■ DOCUMENTO DI PARTENZA ■
....

Un aspetto della “gravità” è quello legato al tasso di letalità (neumero decessi / numero contagiati). Per esempio, in Lombardia la sua dinamica raggiunge il 18% a fine marzo e inizi di aprile, e resta costante su questo livello sino al 15 giugno, mentre in Veneto cresce costantemente e raggiunge il 10% nell’ultimo periodo. Nelle altre regioni si osservano andamenti molto differenziati, che dipendono anche dallo sfasamento temporale dell’insorgenza, ma la letalità non raggiunge mai i valori della Lombardia. Emilia Romagna, Marche e Liguria sono le altre regioni con la letalità più elevata, tra il 14-16%. A cosa sono dovute queste differenze? “Non è chiara la spiegazione a questo dato – scrivono gli esperti nel Rapporto -. Le interpretazioni più verosimili la attribuiscono alla sottostima del numero di contagiati. Cioè mancherebbero alla conta i contagiati asintomatici, cosa che fa emergere anche la scarsa qualità del monitoraggio effettuato da alcune Regioni”.
Questione tamponi – Differenze evidenti anche in questo campo. Il Veneto ha effettuato il numero più alto di tamponi in rapporto alla popolazione: circa 50 ogni 100mila abitanti all’inizio del periodo, fino a punte superiori a 400 agli inizi di giugno. La Puglia è la Regione con il numero minore di tamponi effettuati: meno di 100 ogni 100mila abitanti. Colpisce la variabilità nel tempo fatta registrare da tutte le Regioni, in particolare da Veneto e Marche.
“L’esperienza Covid-19 ha acceso i riflettori sulla fragilità dei servizi sanitari regionali nel far fronte alle emergenze – sottolinea il direttore scientifico Solipaca –. In particolare ha messo in luce la necessità di riorganizzare e sostenere con maggiori risorse il ruolo del territorio, che avrebbe potuto arginare, soprattutto nella fase iniziale della pandemia, la portata dell’emergenza, evitando che questa si riversasse sulle strutture ospedaliere, impreparate ad affrontare una mole elevata di ricoveri di persone in una fase acuta dell’infezione. Un altro elemento su cui riflettere per il futuro è l’organizzazione decentrata della sanità pubblica. Le Regioni, infatti, si sono mosse in maniera molto diversa l’una dall’altra, non sempre in armonia con il Governo nazionale”.
Coperture vaccinali troppo basse – Il Rapporto Osservasalute offre dati anche sulla copertura vaccinale per l’influenza, che gli esperti considerano un tassello cruciale nella gestione di eventuali ondate di coronavirus in autunno, perché potrà contribuire a discernere tra influenza e sindrome Covid-19. Nell’intera stagione influenzale 2018-2019 il 13,61% della popolazione ha avuto una patologia simil-influenzale (Influenza-Like Illness-Ili), per una stima totale di circa 8.072.000 casi, che si sono verificati maggiormente nella popolazione di età pediatrica. Dal Rapporto emerge che la copertura vaccinale antinfluenzale nella popolazione generale si attesta, nella stagione 2018-2019, al 15,8%, con lievi differenze regionali.

....

Dati sulle espressioni referenziali
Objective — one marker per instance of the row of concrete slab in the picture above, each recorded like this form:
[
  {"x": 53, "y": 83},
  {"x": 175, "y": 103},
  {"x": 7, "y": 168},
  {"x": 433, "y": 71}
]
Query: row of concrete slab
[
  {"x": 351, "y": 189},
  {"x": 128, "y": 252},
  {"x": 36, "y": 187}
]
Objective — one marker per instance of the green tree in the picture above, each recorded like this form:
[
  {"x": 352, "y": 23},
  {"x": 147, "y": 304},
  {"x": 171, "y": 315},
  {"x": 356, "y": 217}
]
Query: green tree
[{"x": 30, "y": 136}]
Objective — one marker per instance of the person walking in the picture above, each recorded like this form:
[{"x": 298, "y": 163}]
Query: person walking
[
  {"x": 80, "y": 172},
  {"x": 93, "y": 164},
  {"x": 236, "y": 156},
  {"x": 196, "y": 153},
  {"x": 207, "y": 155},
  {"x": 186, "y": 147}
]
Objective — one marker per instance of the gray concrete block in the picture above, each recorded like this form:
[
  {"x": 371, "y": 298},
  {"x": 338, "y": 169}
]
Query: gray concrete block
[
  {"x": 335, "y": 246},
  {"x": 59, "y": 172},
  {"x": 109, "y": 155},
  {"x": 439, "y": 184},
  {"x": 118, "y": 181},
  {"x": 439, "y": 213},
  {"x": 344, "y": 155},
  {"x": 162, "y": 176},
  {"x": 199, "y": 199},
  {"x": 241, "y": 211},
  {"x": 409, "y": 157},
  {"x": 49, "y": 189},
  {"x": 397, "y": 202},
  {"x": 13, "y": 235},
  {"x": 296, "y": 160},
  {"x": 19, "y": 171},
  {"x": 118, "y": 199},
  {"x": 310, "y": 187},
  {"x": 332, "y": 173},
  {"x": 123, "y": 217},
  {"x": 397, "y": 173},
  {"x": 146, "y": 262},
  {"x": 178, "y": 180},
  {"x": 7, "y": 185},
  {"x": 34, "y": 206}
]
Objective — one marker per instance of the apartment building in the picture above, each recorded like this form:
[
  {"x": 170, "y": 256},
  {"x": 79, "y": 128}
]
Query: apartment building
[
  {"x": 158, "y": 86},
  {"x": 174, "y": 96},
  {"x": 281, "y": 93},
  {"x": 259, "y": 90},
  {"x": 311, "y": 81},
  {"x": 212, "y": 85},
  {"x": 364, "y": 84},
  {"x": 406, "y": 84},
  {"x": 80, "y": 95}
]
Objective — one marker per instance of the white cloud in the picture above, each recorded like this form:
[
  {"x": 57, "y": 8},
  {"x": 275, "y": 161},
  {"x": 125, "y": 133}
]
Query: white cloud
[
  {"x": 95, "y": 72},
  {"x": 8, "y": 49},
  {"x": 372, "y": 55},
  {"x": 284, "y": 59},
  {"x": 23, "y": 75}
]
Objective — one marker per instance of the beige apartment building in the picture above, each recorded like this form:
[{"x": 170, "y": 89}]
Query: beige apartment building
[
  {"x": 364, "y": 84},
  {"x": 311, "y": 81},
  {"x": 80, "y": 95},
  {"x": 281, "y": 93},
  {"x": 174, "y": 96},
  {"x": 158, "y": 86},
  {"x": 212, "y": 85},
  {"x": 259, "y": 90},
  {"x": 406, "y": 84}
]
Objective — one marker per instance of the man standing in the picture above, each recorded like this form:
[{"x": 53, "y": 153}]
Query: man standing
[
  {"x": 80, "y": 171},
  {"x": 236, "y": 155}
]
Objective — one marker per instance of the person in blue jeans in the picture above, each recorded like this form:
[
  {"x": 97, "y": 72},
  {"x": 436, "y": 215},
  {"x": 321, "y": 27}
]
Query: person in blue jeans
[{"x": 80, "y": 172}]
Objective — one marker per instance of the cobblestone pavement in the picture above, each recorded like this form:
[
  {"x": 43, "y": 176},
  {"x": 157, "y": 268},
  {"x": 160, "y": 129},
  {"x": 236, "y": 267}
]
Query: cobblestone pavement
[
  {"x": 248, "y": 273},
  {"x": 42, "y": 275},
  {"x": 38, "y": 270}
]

....

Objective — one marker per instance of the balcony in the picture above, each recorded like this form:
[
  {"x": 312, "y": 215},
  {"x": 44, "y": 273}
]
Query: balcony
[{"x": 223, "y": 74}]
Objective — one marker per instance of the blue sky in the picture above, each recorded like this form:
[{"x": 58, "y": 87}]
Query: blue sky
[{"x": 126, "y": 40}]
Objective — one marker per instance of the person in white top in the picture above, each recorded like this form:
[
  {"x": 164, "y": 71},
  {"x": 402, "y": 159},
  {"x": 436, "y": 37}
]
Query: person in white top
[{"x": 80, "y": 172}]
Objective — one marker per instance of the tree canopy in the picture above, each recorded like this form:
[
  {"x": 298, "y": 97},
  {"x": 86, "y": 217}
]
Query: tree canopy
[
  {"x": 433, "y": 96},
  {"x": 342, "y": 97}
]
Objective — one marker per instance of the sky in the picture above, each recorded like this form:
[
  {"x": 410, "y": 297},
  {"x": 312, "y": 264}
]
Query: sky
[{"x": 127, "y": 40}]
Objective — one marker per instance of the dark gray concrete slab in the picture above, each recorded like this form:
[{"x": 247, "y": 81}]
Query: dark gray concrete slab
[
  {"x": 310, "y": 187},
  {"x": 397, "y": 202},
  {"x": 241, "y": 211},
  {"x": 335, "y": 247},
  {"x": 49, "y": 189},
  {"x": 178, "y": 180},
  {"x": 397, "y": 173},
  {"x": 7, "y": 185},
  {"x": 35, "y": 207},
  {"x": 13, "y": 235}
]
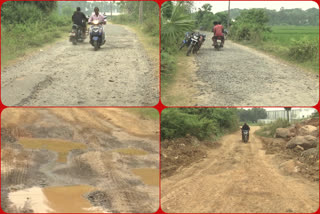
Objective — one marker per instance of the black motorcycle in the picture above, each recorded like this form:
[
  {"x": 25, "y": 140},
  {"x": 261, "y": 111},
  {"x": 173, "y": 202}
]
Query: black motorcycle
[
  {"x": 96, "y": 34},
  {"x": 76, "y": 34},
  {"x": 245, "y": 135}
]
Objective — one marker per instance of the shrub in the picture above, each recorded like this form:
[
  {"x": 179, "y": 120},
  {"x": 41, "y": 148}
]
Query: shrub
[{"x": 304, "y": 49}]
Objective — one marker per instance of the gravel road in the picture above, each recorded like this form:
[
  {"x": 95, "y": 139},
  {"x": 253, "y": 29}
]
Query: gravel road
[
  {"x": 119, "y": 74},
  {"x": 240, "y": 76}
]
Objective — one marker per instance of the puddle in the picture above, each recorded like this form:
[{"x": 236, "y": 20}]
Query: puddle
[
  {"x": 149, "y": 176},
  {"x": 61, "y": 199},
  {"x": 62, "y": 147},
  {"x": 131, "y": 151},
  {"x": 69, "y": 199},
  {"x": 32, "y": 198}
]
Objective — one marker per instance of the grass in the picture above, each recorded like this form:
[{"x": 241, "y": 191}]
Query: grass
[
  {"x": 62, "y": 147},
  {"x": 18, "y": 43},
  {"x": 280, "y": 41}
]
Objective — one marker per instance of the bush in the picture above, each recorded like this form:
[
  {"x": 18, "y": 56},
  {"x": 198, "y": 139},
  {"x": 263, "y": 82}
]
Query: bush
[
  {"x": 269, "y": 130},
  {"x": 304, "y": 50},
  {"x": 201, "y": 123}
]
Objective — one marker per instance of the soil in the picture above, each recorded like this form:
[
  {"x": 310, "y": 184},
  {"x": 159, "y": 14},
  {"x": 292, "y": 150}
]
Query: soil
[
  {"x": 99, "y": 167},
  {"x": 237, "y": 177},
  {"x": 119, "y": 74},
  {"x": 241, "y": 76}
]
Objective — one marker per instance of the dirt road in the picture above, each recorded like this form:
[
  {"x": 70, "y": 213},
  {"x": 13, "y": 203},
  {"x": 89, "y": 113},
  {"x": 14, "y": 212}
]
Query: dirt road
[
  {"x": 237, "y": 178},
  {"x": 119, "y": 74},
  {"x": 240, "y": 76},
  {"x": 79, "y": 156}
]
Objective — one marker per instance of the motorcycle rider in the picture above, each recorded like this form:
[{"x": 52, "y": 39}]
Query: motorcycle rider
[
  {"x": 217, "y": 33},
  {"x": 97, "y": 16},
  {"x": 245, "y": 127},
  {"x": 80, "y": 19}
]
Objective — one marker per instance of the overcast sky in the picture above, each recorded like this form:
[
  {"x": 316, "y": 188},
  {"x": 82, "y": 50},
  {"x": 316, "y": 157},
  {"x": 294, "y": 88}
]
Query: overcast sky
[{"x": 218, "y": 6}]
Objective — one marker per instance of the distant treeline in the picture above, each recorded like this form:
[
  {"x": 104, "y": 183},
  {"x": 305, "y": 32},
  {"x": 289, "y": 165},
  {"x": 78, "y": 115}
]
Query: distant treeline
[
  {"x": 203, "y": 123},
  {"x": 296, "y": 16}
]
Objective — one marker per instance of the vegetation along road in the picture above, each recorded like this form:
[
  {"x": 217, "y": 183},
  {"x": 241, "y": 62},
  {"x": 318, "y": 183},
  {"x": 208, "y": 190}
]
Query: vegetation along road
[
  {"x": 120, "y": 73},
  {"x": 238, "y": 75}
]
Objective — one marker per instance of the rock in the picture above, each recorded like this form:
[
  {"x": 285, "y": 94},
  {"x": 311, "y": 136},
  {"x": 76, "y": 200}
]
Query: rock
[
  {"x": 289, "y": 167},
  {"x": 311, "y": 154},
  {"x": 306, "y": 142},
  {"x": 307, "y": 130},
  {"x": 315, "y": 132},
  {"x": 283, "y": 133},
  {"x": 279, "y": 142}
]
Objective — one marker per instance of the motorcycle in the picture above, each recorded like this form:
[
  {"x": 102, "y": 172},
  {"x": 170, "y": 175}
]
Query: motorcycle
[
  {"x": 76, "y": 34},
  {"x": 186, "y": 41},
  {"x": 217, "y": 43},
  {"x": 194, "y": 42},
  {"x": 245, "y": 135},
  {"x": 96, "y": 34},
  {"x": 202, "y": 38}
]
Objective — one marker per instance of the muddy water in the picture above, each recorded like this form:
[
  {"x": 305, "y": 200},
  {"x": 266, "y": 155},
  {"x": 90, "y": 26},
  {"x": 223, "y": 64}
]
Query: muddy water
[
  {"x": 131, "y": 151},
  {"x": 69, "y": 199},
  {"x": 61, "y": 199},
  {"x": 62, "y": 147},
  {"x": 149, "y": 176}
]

....

Riscrivi il passo del testo sul Rapporto Osservasalute compreso tra "Coperture vaccinali troppo" e "lievi differenze regionali.", estremi inclusi, cambiando "sindrome Covid-19" in "malattia Covid-19".

Coperture vaccinali troppo basse – Il Rapporto Osservasalute offre dati anche sulla copertura vaccinale per l’influenza, che gli esperti considerano un tassello cruciale nella gestione di eventuali ondate di coronavirus in autunno, perché potrà contribuire a discernere tra influenza e malattia Covid-19. Nell’intera stagione influenzale 2018-2019 il 13,61% della popolazione ha avuto una patologia simil-influenzale (Influenza-Like Illness-Ili), per una stima totale di circa 8.072.000 casi, che si sono verificati maggiormente nella popolazione di età pediatrica. Dal Rapporto emerge che la copertura vaccinale antinfluenzale nella popolazione generale si attesta, nella stagione 2018-2019, al 15,8%, con lievi differenze regionali.